### Exercise directions
Please transcribe the data below in full. Omit any picture you find in it.
>>>
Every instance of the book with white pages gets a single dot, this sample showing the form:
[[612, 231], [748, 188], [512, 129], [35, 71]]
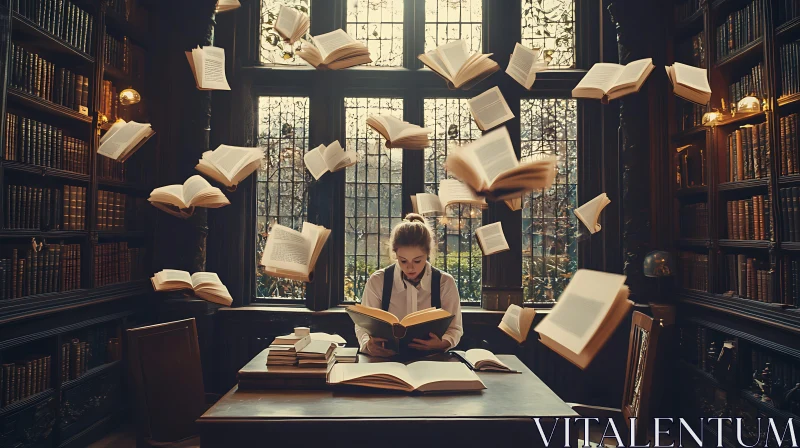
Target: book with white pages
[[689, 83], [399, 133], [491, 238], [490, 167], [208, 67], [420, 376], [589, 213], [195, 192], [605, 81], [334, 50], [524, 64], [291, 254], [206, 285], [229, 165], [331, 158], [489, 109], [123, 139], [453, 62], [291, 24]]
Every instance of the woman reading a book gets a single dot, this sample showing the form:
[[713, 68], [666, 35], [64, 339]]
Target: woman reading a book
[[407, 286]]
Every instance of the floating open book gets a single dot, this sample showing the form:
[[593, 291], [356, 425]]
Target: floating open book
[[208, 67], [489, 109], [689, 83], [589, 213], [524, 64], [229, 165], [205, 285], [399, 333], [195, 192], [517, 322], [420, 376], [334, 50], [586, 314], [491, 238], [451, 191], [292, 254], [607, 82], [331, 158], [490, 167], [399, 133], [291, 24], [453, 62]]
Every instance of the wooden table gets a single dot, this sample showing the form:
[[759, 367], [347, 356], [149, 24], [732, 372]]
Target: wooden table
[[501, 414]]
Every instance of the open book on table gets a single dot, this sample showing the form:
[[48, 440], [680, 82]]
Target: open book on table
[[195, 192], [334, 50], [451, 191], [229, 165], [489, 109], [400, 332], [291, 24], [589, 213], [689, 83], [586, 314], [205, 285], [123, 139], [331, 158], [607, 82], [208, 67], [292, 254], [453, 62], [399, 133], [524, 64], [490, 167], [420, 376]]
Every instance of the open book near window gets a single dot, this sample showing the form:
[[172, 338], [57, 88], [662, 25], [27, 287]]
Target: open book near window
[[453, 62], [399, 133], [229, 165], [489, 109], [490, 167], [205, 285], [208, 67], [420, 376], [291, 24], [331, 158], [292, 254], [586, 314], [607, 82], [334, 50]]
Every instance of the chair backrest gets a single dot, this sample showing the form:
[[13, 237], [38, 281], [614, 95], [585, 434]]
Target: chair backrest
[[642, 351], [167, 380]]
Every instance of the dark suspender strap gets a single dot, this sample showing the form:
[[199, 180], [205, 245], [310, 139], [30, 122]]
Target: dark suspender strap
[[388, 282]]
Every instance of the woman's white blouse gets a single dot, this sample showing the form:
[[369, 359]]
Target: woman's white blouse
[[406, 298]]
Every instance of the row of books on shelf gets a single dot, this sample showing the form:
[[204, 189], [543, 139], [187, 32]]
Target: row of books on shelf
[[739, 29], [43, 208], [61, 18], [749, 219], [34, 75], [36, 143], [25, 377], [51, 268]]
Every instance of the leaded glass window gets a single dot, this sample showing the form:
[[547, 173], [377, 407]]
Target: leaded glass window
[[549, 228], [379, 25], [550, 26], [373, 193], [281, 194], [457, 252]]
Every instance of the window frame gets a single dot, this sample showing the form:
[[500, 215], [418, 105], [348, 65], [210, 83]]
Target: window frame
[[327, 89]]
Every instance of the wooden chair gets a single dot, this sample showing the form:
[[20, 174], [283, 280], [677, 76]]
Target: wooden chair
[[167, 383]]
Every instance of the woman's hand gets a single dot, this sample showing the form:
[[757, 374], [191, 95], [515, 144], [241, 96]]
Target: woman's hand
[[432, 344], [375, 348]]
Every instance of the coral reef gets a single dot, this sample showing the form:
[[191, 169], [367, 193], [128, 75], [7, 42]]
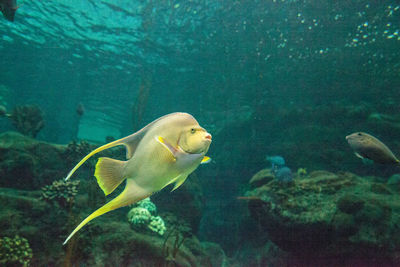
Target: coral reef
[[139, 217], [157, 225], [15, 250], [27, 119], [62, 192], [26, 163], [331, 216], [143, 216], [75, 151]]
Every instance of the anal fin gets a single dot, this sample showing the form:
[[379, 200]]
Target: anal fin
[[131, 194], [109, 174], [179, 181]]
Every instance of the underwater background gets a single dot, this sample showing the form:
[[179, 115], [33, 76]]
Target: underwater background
<<<
### Written response
Every instance of the book with white pages gets a single dot, this sample showing the form:
[[612, 231], [748, 188], [512, 129], [35, 71]]
Target: book with white pages
[[689, 83], [399, 133], [491, 238], [490, 167], [208, 67], [420, 376], [589, 213], [195, 192], [605, 81], [334, 50], [524, 64], [291, 254], [206, 285], [229, 165], [331, 158], [489, 109], [123, 139], [453, 62], [291, 24]]
Every instance of the woman reading a book gets a single dot, this sample showing the form:
[[713, 68], [666, 35], [64, 339]]
Target: woman reading a book
[[407, 286]]
Every instance of the floating open book gets a single dot, this sample showing the form:
[[593, 291], [356, 425]]
Target: floating open book
[[208, 67], [489, 109], [689, 83], [589, 213], [524, 64], [229, 165], [205, 285], [399, 333], [195, 192], [517, 322], [420, 376], [334, 50], [586, 314], [491, 238], [451, 191], [292, 254], [607, 82], [331, 158], [490, 167], [399, 133], [291, 24], [453, 62]]
Every instance of the wooden table gets a single dot, this sample showing the form:
[[759, 367], [347, 356], [149, 24], [732, 372]]
Target: wooden table
[[501, 414]]
Every instance of the open book on table gets a single dot, this sample showing the form:
[[48, 440], [680, 82]]
Target: open book on table
[[195, 192], [334, 50], [451, 191], [229, 165], [489, 109], [400, 332], [291, 24], [589, 213], [689, 83], [586, 314], [205, 285], [123, 139], [331, 158], [607, 82], [208, 67], [292, 254], [453, 62], [399, 133], [524, 64], [490, 167], [420, 376]]
Every instance of the open book near window gets a single dot, this sample showing the form:
[[172, 338], [57, 88], [662, 25], [27, 287]]
Target: open book near window
[[453, 62], [399, 133], [229, 165], [489, 109], [490, 167], [205, 285], [208, 67], [420, 376], [291, 24], [331, 158], [292, 254], [586, 314], [607, 82], [334, 50]]
Every instance of the chair backrest gets a single dot, this sample showing the form:
[[13, 237], [38, 281], [614, 95], [585, 434]]
Target: chair backrest
[[642, 351], [167, 380]]
Every instance of the dark suspender strap gets a single dot, this sample showing the form:
[[199, 180], [205, 245], [310, 139], [30, 122]]
Target: dark suspender strap
[[388, 282]]
Every instance of the woman's white blouse gets a single dot, this sample showing the form:
[[369, 359]]
Target: woman's white blouse
[[406, 298]]
Every instance of the row of books on shelf gets a single dot, this sample showing the form:
[[204, 189], [543, 139], [187, 32]]
Target: row of books on shelf
[[739, 29], [43, 208], [61, 18], [749, 219], [34, 75], [36, 143], [25, 377], [51, 268]]
Every instance of the leaded glass window gets a single dot, this sample showing the form:
[[547, 173], [377, 407]]
Target: leaded glass window
[[549, 228], [379, 25], [550, 26], [373, 193], [281, 194], [457, 252]]
Every instance of the window frame gets a single dot, this sample showing the form:
[[500, 215], [418, 105], [348, 65], [210, 83]]
Target: window frame
[[327, 89]]
Every instance of the wooden chair gets a single dot, this sample showing the form:
[[20, 174], [283, 280], [677, 76]]
Target: wooden chair
[[167, 383]]
Every instance of the woman's hand gets a single dot, this sample showing the form:
[[757, 374], [191, 95], [515, 144], [241, 96]]
Target: woman's hand
[[432, 344], [375, 348]]
Every instance of the coral reef gets a single dot, this sample showing the form:
[[191, 169], [367, 193], [128, 75], [7, 42]]
Target: coral reef
[[139, 217], [157, 225], [15, 250], [27, 119], [62, 192], [26, 163], [331, 216], [143, 216], [75, 151]]
Every instance of the anal fin gets a single dot, this sample showing the form:
[[379, 200]]
Target: anal fin
[[131, 194], [109, 174], [179, 181]]
Every instance of the underwater background gets a single dot, this sample showing the form:
[[179, 115], [33, 76]]
Target: underwater background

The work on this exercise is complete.